_Work instructions_
Filter the records below and copy every line that contains the word "grass".

(Rows of box annotation data)
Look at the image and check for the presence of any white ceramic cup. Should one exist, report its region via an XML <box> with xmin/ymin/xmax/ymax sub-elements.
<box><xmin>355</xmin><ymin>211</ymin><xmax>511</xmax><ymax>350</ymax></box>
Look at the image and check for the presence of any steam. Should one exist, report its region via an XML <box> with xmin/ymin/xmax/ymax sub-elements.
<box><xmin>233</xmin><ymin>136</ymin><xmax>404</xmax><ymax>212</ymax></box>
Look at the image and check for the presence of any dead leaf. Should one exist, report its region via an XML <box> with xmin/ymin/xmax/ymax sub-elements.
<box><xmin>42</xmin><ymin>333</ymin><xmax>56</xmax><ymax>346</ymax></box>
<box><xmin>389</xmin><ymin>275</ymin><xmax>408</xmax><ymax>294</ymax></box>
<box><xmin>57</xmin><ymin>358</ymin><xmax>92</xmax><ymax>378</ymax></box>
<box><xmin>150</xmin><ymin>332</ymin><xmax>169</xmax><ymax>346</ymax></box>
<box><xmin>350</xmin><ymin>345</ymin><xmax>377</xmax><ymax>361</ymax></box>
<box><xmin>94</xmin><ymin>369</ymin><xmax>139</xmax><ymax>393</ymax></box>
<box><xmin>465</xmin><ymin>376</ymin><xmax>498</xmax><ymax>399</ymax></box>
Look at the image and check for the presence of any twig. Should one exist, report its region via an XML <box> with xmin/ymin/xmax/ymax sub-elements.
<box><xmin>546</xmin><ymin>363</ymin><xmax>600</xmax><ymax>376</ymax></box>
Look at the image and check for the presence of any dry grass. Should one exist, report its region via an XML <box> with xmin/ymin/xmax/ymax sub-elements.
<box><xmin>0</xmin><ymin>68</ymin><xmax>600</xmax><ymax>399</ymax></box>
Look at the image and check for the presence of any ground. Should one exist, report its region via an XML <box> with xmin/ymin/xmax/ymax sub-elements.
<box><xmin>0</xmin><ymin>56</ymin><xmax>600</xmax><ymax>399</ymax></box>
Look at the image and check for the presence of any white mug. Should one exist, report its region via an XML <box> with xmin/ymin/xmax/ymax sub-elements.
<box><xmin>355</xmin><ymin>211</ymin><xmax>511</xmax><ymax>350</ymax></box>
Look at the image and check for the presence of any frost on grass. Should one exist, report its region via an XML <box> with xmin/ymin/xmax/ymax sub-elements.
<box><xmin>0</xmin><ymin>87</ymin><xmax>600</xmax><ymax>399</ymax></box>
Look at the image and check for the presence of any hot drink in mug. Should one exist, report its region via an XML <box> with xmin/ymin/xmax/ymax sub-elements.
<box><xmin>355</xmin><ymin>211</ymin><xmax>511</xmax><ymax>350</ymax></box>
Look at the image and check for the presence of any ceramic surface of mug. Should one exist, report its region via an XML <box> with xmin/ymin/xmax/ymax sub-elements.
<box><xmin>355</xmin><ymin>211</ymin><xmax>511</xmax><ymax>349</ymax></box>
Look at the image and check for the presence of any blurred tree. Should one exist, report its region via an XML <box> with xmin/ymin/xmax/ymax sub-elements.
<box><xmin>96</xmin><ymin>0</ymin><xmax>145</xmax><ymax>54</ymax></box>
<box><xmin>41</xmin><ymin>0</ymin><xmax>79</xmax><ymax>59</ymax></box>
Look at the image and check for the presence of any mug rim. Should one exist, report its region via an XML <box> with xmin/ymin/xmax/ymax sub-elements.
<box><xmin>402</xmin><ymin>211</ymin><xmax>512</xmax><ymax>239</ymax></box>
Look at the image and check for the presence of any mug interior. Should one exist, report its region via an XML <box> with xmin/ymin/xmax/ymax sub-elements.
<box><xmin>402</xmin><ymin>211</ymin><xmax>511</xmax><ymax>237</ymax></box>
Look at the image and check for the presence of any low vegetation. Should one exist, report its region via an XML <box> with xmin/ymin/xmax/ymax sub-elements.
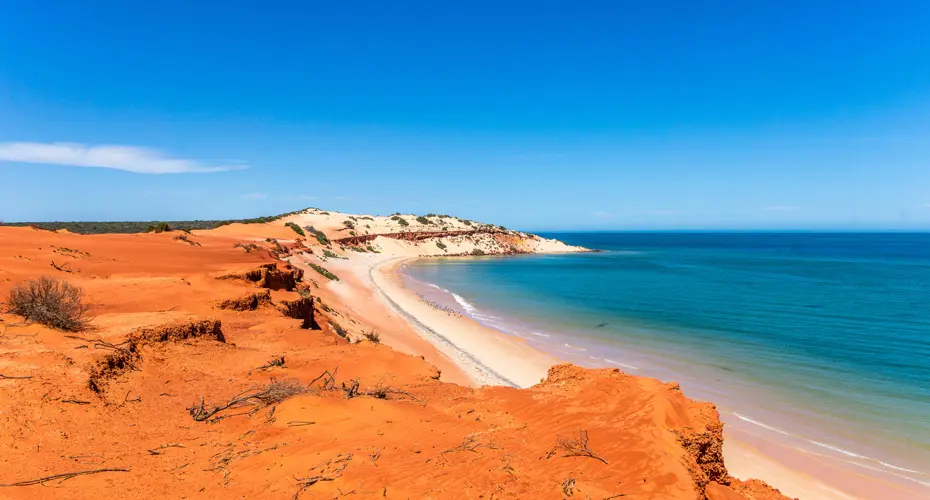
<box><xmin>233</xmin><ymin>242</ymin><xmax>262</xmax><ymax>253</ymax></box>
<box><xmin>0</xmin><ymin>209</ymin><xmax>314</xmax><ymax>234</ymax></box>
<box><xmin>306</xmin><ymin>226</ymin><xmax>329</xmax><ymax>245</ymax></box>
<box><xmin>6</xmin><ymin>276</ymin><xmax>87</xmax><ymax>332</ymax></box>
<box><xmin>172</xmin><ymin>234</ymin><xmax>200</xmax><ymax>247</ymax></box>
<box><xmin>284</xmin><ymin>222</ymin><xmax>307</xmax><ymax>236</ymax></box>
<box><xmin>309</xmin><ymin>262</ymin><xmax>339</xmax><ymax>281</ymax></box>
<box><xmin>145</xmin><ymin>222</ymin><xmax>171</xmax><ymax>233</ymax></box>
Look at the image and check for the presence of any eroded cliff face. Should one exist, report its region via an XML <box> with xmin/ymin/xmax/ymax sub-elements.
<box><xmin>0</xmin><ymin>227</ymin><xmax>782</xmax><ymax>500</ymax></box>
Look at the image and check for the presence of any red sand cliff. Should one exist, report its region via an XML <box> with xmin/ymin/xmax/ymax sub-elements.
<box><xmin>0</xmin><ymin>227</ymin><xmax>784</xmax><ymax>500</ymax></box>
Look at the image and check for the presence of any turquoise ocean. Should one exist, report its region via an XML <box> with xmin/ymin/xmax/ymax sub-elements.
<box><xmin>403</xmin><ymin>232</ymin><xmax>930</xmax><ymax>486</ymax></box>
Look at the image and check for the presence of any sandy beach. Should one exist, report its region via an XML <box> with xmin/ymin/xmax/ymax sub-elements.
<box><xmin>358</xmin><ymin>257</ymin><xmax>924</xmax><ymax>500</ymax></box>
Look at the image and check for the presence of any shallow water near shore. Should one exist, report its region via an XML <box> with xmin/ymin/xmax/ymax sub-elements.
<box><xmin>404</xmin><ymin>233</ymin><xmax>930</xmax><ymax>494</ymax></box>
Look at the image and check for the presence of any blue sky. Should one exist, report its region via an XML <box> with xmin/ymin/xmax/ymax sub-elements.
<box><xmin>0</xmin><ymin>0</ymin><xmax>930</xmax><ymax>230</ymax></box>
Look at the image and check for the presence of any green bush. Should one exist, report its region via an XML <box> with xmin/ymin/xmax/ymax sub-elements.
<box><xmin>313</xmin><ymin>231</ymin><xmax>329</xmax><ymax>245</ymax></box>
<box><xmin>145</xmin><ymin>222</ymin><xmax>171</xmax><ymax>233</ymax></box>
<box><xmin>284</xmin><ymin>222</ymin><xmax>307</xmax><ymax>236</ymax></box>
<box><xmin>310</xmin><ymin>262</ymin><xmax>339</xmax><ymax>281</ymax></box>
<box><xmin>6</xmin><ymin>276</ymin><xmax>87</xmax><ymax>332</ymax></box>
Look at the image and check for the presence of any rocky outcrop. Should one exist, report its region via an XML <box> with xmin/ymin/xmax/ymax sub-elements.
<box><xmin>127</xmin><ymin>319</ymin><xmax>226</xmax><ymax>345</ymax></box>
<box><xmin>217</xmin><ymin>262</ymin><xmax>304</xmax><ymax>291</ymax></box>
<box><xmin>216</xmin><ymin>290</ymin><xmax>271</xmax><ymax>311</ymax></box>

_Reply_
Look at the image and check for the presence of any dry grass. Should one exist, report its region via an XML <box> with xmin/ymin/xmax/ymax sub-elements.
Look at the image and check for the presence of any frost on grass. Should one exist, report its region via an XML <box> with xmin/ymin/xmax/ymax sub-elements.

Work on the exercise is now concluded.